## Your task
Identify every line in the items below that contains the word "stone", and copy each such line in full.

[Items excerpted from a collection]
━━━

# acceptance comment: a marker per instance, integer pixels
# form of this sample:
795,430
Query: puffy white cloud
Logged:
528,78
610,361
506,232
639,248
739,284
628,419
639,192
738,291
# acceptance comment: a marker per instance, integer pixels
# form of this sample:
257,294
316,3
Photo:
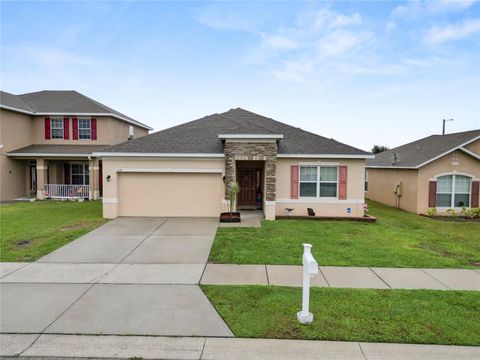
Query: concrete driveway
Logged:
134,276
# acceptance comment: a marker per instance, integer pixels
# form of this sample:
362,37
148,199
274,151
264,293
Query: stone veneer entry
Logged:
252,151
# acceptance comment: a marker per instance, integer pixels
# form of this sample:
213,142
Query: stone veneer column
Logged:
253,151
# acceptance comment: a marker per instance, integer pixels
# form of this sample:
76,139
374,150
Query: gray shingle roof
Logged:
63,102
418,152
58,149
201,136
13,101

━━━

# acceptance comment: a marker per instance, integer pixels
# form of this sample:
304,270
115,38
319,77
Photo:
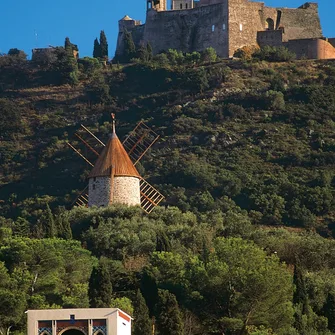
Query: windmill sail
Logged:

━━━

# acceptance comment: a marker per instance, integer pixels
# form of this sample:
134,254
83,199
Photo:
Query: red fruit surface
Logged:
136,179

━━━

## Exercise answer
Query: stone veneer entry
Query: stone veneer column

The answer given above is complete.